Selected text –
+ + + + + + +

Searching for the Right Way
By Malu Dy Buncio
 
A few weeks ago my husband Luie and I, went on a vacation in Seattle.  We joined family members who gathered in Seattle to watch Danielle, the daughter of my niece Nikki, play as part of the Asia Pacific Junior Softball Team in the World Series.  The games were played in the City of Kirkland which was 30 minutes or so away from the Airbnb apartment my husband and I rented in Seattle.

Luie and I also rented a car for our time in Seattle and used Google Map to find our way to Kirkland for the days there was a game.  Just like Waze, Google Map would find the best way to travel depending on the time.
 
The trips from Seattle to Kirkland were noisy trips, with free flowing conversation and my job during those trips was to listen to Google Map and make sure that my husband who was driving, was able to follow directions.  Everyday, Google Map would find a different route, sometimes on the freeway and sometimes using the back roads, depending on the traffic.  After a week of driving around the Seattle area, I realized that I still didn’t know the Seattle area.  Why?   Because all I saw was what was right in front of me on the phone, based on Google Map. I only had a vague idea of where Kirkland was in relation to Seattle.   I looked for a paper map to try and orient myself better but it was difficult to find a good paper map.  Changing times, the death of the paper map.

+ + + + + + +

What this exercise asks –
1 - For each statement, say yes or no as to whether it agrees with the Seattle essay, and quote the exact words that decide it: (a) The softball games took place in Kirkland. (b) The writer drove the rental car to the games. (c) A good paper map was easy to find.
2 - Quote the Seattle essay word for word, everything from "Searching for the" down to "on the time.".
3 - In the Seattle essay, how far was Kirkland from the rented Airbnb apartment?
Use nothing but the Seattle essay when answering.

Collected data
+ + + + + + +

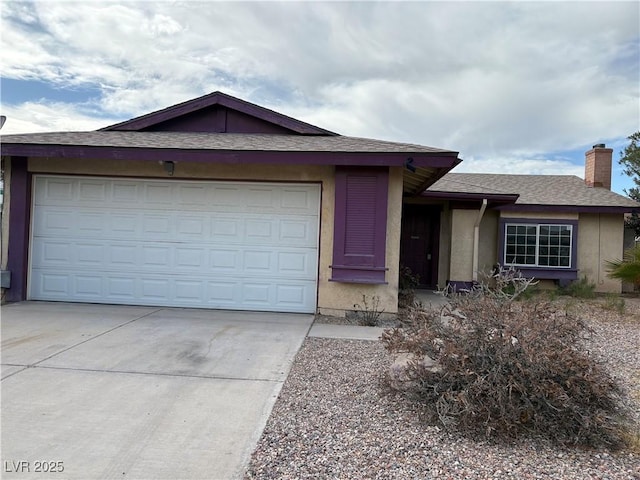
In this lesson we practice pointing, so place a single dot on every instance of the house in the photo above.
(213, 203)
(556, 228)
(220, 203)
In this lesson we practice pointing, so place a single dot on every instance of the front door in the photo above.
(419, 242)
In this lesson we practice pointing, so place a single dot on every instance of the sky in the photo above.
(515, 87)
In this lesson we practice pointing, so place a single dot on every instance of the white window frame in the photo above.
(537, 226)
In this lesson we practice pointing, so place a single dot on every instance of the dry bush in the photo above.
(509, 368)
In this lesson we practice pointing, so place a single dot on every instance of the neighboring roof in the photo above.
(217, 98)
(535, 192)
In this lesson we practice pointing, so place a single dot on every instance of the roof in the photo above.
(183, 109)
(541, 192)
(218, 141)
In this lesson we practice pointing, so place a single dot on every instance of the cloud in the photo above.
(49, 117)
(510, 80)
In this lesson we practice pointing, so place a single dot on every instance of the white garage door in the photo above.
(228, 245)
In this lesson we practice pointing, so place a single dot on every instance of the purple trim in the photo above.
(458, 286)
(550, 273)
(360, 266)
(218, 98)
(543, 272)
(569, 208)
(438, 160)
(350, 274)
(19, 218)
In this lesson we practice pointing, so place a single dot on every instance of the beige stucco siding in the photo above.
(600, 238)
(333, 298)
(488, 248)
(461, 241)
(461, 264)
(444, 252)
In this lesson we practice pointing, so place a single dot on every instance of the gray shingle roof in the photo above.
(533, 189)
(221, 141)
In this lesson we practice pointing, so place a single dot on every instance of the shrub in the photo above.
(627, 269)
(508, 368)
(581, 288)
(369, 312)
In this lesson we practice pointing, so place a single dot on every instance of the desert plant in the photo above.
(369, 311)
(627, 269)
(408, 280)
(407, 284)
(507, 368)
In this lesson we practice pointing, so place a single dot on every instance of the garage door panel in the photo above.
(229, 293)
(172, 259)
(151, 242)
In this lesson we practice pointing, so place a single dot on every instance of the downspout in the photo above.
(476, 239)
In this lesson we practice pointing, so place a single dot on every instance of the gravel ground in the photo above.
(334, 418)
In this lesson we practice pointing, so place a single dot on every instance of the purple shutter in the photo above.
(360, 229)
(19, 219)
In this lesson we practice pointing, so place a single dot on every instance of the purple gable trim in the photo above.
(569, 273)
(228, 156)
(19, 218)
(360, 225)
(218, 98)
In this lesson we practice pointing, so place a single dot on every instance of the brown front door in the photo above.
(419, 242)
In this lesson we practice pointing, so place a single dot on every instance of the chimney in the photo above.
(597, 167)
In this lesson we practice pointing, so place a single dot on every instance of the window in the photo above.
(538, 245)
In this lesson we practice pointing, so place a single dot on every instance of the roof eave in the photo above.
(570, 208)
(494, 198)
(445, 160)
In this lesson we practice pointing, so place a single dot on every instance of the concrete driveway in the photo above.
(103, 391)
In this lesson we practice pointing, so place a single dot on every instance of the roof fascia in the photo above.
(459, 196)
(569, 208)
(439, 160)
(217, 98)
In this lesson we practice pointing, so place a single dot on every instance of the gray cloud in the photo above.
(492, 80)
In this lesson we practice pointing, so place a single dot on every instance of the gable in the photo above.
(218, 113)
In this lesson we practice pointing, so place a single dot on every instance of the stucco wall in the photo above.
(461, 264)
(333, 298)
(488, 248)
(461, 241)
(600, 238)
(444, 253)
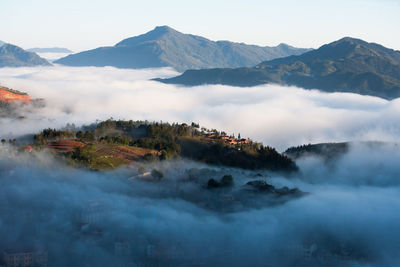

+ + + + + + +

Answers to the problems –
1 -
(a) Yes: "The games were played in the City of Kirkland"
(b) No: "my husband who was driving"
(c) No: "it was difficult to find a good paper map"

2 -
Searching for the Right Way
By Malu Dy Buncio
 
A few weeks ago my husband Luie and I, went on a vacation in Seattle.  We joined family members who gathered in Seattle to watch Danielle, the daughter of my niece Nikki, play as part of the Asia Pacific Junior Softball Team in the World Series.  The games were played in the City of Kirkland which was 30 minutes or so away from the Airbnb apartment my husband and I rented in Seattle.

Luie and I also rented a car for our time in Seattle and used Google Map to find our way to Kirkland for the days there was a game.  Just like Waze, Google Map would find the best way to travel depending on the time.

3 - It was 30 minutes or so away.